Provided passage below:

Our colleagues, Dr Yusuke SAKURAI and Ryoko NAKANO, attended the APAIE 2022 Conference and Exhibition in the last March. APAIE is a major international education conference and networking opportunity for international education administrators in the Asia-Pacific region. It offers a valuable opportunity for them to promote their international collaboration and improve their international education programs.
Seminars and presentations covered many topics related to international educational practices. The major conspicuous topic concerns information about the impact of the coronavirus outbreak in higher education. They include, for example, the fact that international student numbers have been recovering in some major areas, such as North America. Australia, which was slow to lift immigration bans, has seen stagnation in the number of incoming international students. There was also a report that Chinese students were slow to return to the global student exchange arena. Some presentations commented on the importance and their practices of supporting international students’ mental health and well-being too.
Another major topic was new educational practices in higher education. Some presentations talked about the integration of online and face-to-face international education and internship programs. Some panels raised their concerns about the acceleration of post-pandemic global international education; it seems that more local knowledge may be neglected if global standardisation has accelerated. Many others also shared their fear of international education. Namely, online education is useful, but the digital divide between different geographic areas should be noted.
Yusuke and Ryoko presented our project report in a concurrent session with presenters from the U.S. and Canada (Chair: Mirka Martel, Institute of International Education, United States & Melissa Payne, Canadian Bureau for International Education, Canada). Our panel presented insights into structural changes and transformation in student global mobility during the COVID pandemic, which will be useful for future research on the impact of the global crisis. Research from Canada focused on student perspectives on inclusion and access, virtual learning and navigating the education landscape during the COVID pandemic. Yusuke and Ryoko’s presentations offered insights into the COVID-19 pandemic situation in Japan, as well as university leaders’ perceptions of their decision-making on resuming bilateral student exchange programs. Research from the United States reported the trend in the international education field one year after the start of the COVID-19 pandemic and highlighted the effects on international student enrolment and U.S. study abroad. The diverse panel showcased the unique effects of the pandemic on international mobility in these countries.

End of Provided passage.

● Tasks to carry out
1) Echo the passage on the APAIE 2022 conference from "Another major topic" to "should be noted.".
2) According to the passage on the APAIE 2022 conference, which country, slow to lift immigration bans, saw its number of incoming international students stagnate?

Data segment below:

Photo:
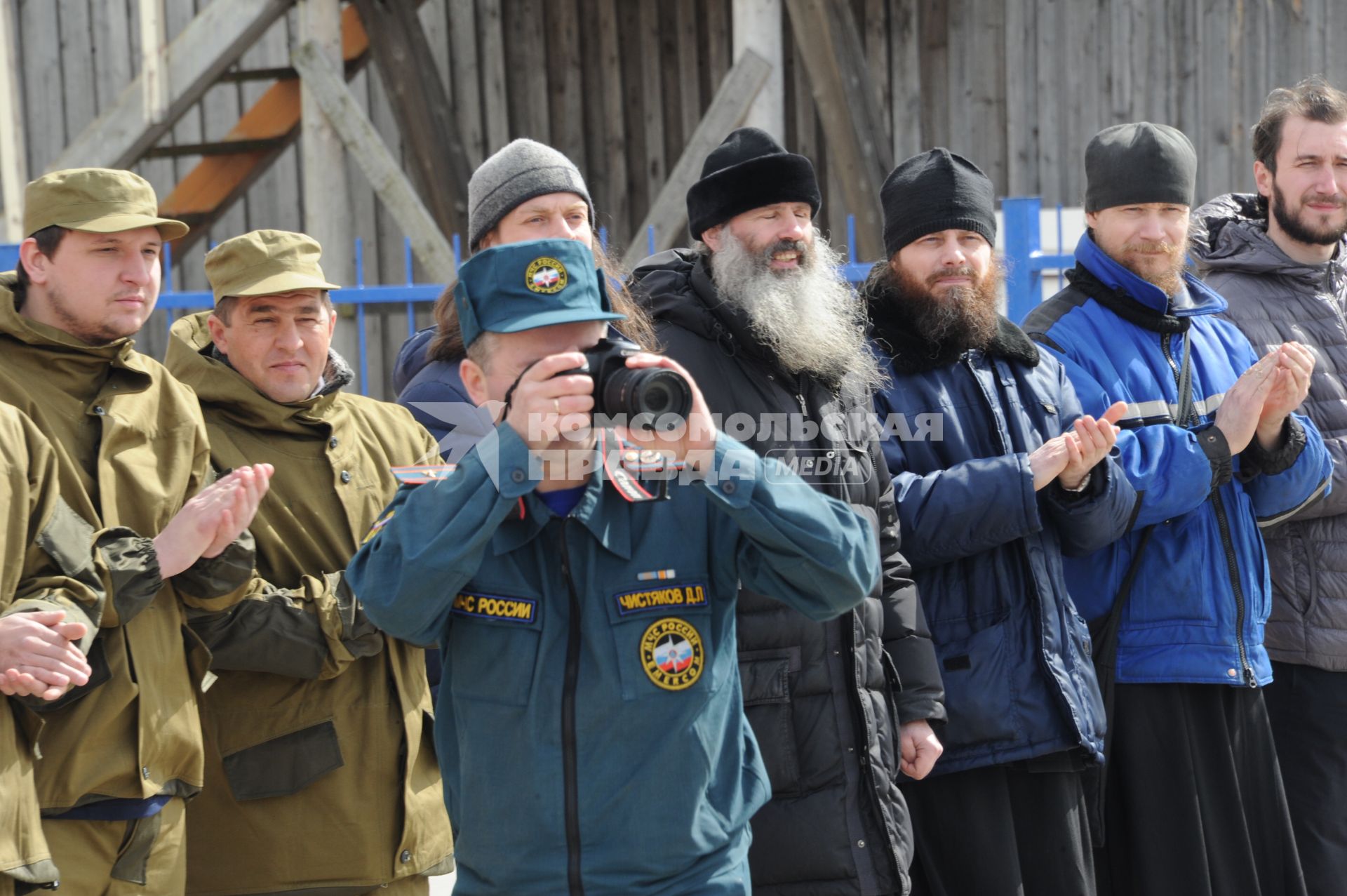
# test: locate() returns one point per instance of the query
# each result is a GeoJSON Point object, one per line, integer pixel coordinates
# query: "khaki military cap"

End of Data segment.

● Problem solutions
1)
Another major topic was new educational practices in higher education. Some presentations talked about the integration of online and face-to-face international education and internship programs. Some panels raised their concerns about the acceleration of post-pandemic global international education; it seems that more local knowledge may be neglected if global standardisation has accelerated. Many others also shared their fear of international education. Namely, online education is useful, but the digital divide between different geographic areas should be noted.

2) Australia